BEGIN GIVEN DATA
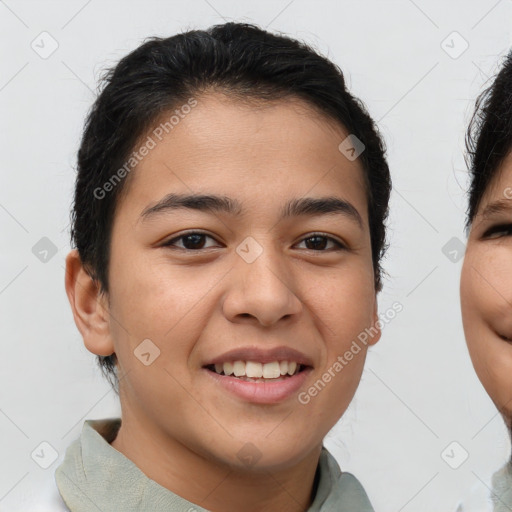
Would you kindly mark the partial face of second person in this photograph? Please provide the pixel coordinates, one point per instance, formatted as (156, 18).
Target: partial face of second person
(486, 290)
(311, 288)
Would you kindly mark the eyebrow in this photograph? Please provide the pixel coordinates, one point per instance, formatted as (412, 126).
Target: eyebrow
(499, 206)
(221, 204)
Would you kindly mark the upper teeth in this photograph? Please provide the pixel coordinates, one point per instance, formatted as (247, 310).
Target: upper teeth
(271, 370)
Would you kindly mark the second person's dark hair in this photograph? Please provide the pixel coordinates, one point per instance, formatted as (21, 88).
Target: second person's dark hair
(489, 135)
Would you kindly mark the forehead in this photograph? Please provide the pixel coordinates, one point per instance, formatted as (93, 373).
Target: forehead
(248, 149)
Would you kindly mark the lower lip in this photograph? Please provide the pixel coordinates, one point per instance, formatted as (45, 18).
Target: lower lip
(261, 392)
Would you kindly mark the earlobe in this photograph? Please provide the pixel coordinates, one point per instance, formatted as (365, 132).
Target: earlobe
(375, 330)
(90, 308)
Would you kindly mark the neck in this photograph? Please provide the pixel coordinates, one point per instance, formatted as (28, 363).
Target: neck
(215, 486)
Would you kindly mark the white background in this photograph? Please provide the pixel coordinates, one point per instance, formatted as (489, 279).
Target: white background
(419, 392)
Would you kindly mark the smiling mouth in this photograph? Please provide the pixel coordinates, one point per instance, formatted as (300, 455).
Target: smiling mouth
(252, 371)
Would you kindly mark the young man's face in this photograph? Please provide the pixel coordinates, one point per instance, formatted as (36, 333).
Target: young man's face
(486, 291)
(252, 282)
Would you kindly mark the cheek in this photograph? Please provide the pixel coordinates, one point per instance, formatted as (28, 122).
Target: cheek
(486, 290)
(486, 299)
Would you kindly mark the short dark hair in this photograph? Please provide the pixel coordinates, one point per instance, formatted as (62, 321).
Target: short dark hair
(489, 135)
(238, 59)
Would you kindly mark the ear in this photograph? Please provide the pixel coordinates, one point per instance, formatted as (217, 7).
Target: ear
(376, 324)
(90, 308)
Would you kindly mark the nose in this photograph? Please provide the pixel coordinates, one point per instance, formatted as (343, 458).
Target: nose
(263, 290)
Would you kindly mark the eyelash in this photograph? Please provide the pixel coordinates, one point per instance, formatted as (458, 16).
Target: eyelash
(170, 243)
(497, 230)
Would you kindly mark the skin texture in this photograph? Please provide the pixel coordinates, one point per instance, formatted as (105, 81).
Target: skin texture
(486, 291)
(181, 429)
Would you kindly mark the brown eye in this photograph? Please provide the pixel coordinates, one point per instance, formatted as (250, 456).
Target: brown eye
(318, 242)
(498, 231)
(193, 241)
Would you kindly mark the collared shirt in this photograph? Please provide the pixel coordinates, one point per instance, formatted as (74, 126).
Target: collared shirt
(96, 476)
(491, 495)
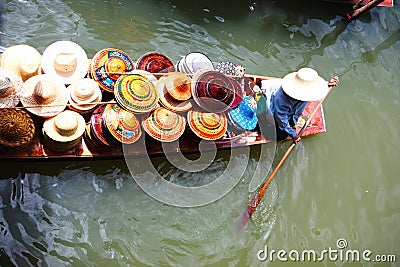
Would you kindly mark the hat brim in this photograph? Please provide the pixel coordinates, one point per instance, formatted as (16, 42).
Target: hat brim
(50, 53)
(53, 108)
(304, 90)
(51, 132)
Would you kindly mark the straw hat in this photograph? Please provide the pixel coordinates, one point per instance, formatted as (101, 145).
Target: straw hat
(16, 128)
(108, 64)
(44, 96)
(178, 86)
(168, 101)
(305, 85)
(212, 90)
(155, 62)
(23, 60)
(245, 115)
(123, 125)
(208, 126)
(164, 125)
(66, 61)
(136, 93)
(83, 93)
(10, 88)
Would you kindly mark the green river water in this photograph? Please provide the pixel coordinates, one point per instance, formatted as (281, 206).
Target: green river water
(337, 191)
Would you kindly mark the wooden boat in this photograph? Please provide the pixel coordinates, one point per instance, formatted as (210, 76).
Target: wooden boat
(187, 144)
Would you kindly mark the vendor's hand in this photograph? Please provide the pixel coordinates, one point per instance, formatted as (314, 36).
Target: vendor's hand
(334, 81)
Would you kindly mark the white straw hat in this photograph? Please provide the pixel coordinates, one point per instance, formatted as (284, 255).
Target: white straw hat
(65, 60)
(305, 85)
(23, 60)
(44, 96)
(83, 93)
(65, 127)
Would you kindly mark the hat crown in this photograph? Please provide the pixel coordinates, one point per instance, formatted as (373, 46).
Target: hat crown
(44, 92)
(6, 86)
(66, 123)
(65, 62)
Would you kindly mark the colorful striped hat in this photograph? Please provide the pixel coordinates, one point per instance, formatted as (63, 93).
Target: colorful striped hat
(122, 124)
(136, 93)
(164, 125)
(245, 115)
(212, 91)
(107, 66)
(155, 62)
(168, 101)
(208, 126)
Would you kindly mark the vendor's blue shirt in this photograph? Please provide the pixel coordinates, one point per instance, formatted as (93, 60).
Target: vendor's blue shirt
(286, 111)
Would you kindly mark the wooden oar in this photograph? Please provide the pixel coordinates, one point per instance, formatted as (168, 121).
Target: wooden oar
(261, 192)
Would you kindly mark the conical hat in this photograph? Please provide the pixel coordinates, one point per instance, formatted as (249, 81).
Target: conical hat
(208, 126)
(122, 124)
(136, 93)
(305, 85)
(65, 127)
(66, 61)
(155, 62)
(10, 89)
(44, 96)
(23, 60)
(212, 90)
(16, 128)
(164, 125)
(168, 101)
(108, 64)
(245, 115)
(83, 95)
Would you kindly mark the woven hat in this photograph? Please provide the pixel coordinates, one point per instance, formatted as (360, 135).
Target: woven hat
(164, 125)
(178, 86)
(193, 62)
(44, 96)
(83, 93)
(155, 62)
(66, 61)
(136, 93)
(305, 85)
(208, 126)
(16, 128)
(245, 115)
(123, 125)
(108, 64)
(212, 90)
(23, 60)
(10, 88)
(168, 101)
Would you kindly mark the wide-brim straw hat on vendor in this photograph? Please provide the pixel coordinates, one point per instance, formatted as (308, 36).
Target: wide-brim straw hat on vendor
(212, 91)
(17, 129)
(245, 115)
(108, 65)
(121, 124)
(43, 96)
(164, 125)
(136, 93)
(305, 85)
(66, 61)
(155, 62)
(65, 127)
(207, 125)
(23, 60)
(10, 88)
(168, 101)
(84, 95)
END GIVEN DATA
Return the records above verbatim, leaving out images.

> **SOLUTION FOR THIS PROBLEM**
Would you kindly mark the partial face of second person in this photograph? Please provide the pixel coordinates, one point per instance, formatted as (156, 18).
Target: partial face of second person
(486, 290)
(311, 288)
Would you kindly mark the eyebrow in this photograph? Please provide the pixel coordinates, one point per instance, formatted as (412, 126).
Target: eyebrow
(499, 206)
(221, 204)
Would you kindly mark the upper teeth in this photograph? Please provide the pixel coordinates, one point per instance, formatted as (247, 310).
Target: upper teeth
(271, 370)
Would you kindly mark the second person's dark hair in this photograph? Please provide the pixel coordinates, one point per instance, formatted as (21, 88).
Target: second person's dark hair
(489, 135)
Would you kindly mark the forehead in this photograph? Please provide the pixel coordinates, one point per instance, formatted as (93, 373).
Target: forehead
(248, 149)
Would you kindly mark the lower lip in this photograph? Please provide the pixel coordinates, one point per instance, formatted as (45, 18).
Target: lower lip
(261, 392)
Would you kindly mark the earlobe in this photograph? Please provide the pixel coordinates, one point per instance, formatted as (365, 132).
Target: earlobe
(375, 330)
(90, 308)
Would you kindly mark the neck in this photograph? Please provide the pixel coordinates, one point per instance, formatted as (28, 363).
Target: neck
(215, 486)
Would you kindly mark the white background in this photograph? Please provide the pixel coordinates, one point per instance, formatted as (489, 279).
Target: white background
(419, 392)
Would you kindly mark the smiling mouth in this photograph? Please provide the pixel coordinates, one point per instance, formatted as (300, 455).
Target: smiling mouth
(252, 371)
Would you kindly mark the young man's face in this photograph? Please provide the pixel coordinates, one point per instance, formatted as (36, 333).
Target: young man's face
(486, 291)
(252, 282)
Would you kindly mark the cheek in this photograph? Please provide the pixel coordinates, one point per instance, formatted as (28, 122).
Target: cheek
(486, 290)
(486, 299)
Would you kindly mark the short dark hair in this photograph? Please provide the pixel coordinates, one point per instance, formatted as (62, 321).
Target: short dark hair
(489, 135)
(238, 59)
Would you kindly mark the ear in this photograph? Please provide the pixel coordinates, one point per instance, formatted as (217, 7).
Target: ear
(376, 324)
(90, 308)
Would you kindly mark the nose in this photograph? Please provide the pixel coordinates, one point per instance, formatted as (343, 458).
Target: nose
(263, 290)
Would you kindly mark the eyelash in this photograph? Please provide the pixel coordinates, one point per instance, formatted as (458, 16).
Target: eyelash
(170, 243)
(497, 230)
Would you kindly mark the skin texture in this photograph? Please provide the pixel coordinates, one point per instance, formatted as (105, 81).
Target: skin texture
(486, 291)
(181, 429)
Would you kindly mark the brown eye in this photograph? Please provide the pixel coordinates, one point per instance, formatted as (250, 456).
Target: brown eye
(318, 242)
(498, 231)
(193, 241)
Would you kindly mark the collared shirt in this photograph? Please provide the pixel coordinates, one point per instance, formatted as (74, 126).
Target: collared shirt
(96, 476)
(491, 495)
Would you kindly mark the hat brim in this photograph? Please provide the pixel coordinates, one point per instance, formatted as (16, 42).
Target: hat brim
(50, 53)
(53, 108)
(304, 90)
(51, 132)
Would you kindly mark the straw hat in this photograph? Please provide the pixel coordinates, one point per instance, formatted as (101, 145).
Target: straw hat
(16, 128)
(108, 64)
(44, 96)
(178, 86)
(168, 101)
(305, 85)
(212, 90)
(155, 62)
(23, 60)
(245, 115)
(123, 125)
(208, 126)
(164, 125)
(66, 61)
(136, 93)
(83, 93)
(10, 88)
Would you kindly mark the green river water in this photograph? Please provide the pixel coordinates, one point per instance, formatted as (281, 206).
Target: green river water
(337, 191)
Would you kindly mark the wooden boat in this photograph? Please provide the pixel coordinates, one point per instance, formatted as (210, 76).
Target: wooden boat
(187, 144)
Would you kindly mark the vendor's hand in this photograph? Please provide the pixel coordinates, one point per instance, formatted as (314, 36).
Target: vendor's hand
(334, 81)
Would you kindly mark the white straw hat in this photograph? Please provide the pixel coordinates, one point per instance, formatted as (284, 255).
Target: white straw hat
(65, 60)
(305, 85)
(23, 60)
(44, 96)
(83, 93)
(65, 127)
Would you kindly mark the hat crown in this photograph? Please provide the pixel coordinates, one point per instance, formatted as (373, 46).
Target: hat crown
(44, 92)
(6, 86)
(66, 123)
(65, 62)
Would you kindly mark the colorful striped hat in this photograph? Please provide the pixel coordinates, one point per instance, formatted as (63, 93).
Target: colorful striped hat
(122, 124)
(136, 93)
(164, 125)
(245, 115)
(212, 91)
(107, 66)
(155, 62)
(168, 101)
(208, 126)
Would you kindly mark the vendor's blue shirt in this photograph? Please provide the pixel coordinates, one point per instance, formatted as (93, 60).
Target: vendor's blue shirt
(286, 111)
Would you kindly mark the wooden oar in this photograph? Please provide the pixel coordinates, one point per instance, formatted as (168, 121).
Target: wooden oar
(261, 192)
Would you kindly mark the conical hat in this photograph? Please provide the pixel coordinates, one point per instance, formatted as (249, 81).
Target: conical hat
(208, 126)
(122, 124)
(136, 93)
(305, 85)
(65, 127)
(66, 61)
(155, 62)
(10, 89)
(44, 96)
(23, 60)
(212, 90)
(16, 128)
(164, 125)
(168, 101)
(108, 64)
(245, 115)
(83, 95)
Would you kindly mark the woven hat in this photograph? Please provide the pixel coordinates, one point per instance, formatted as (360, 135).
Target: woven hat
(164, 125)
(178, 86)
(193, 62)
(44, 96)
(83, 93)
(155, 62)
(66, 61)
(136, 93)
(305, 85)
(208, 126)
(16, 128)
(245, 115)
(123, 125)
(108, 64)
(212, 90)
(23, 60)
(10, 88)
(168, 101)
Would you kindly mark the wide-brim straw hat on vendor in this photograph? Please provide the pixel coordinates, one point per instance, formatted as (308, 36).
Target: wide-brim straw hat on vendor
(212, 91)
(17, 129)
(245, 115)
(108, 65)
(121, 124)
(43, 96)
(164, 125)
(136, 93)
(305, 85)
(66, 61)
(155, 62)
(65, 127)
(207, 125)
(23, 60)
(10, 88)
(168, 101)
(84, 95)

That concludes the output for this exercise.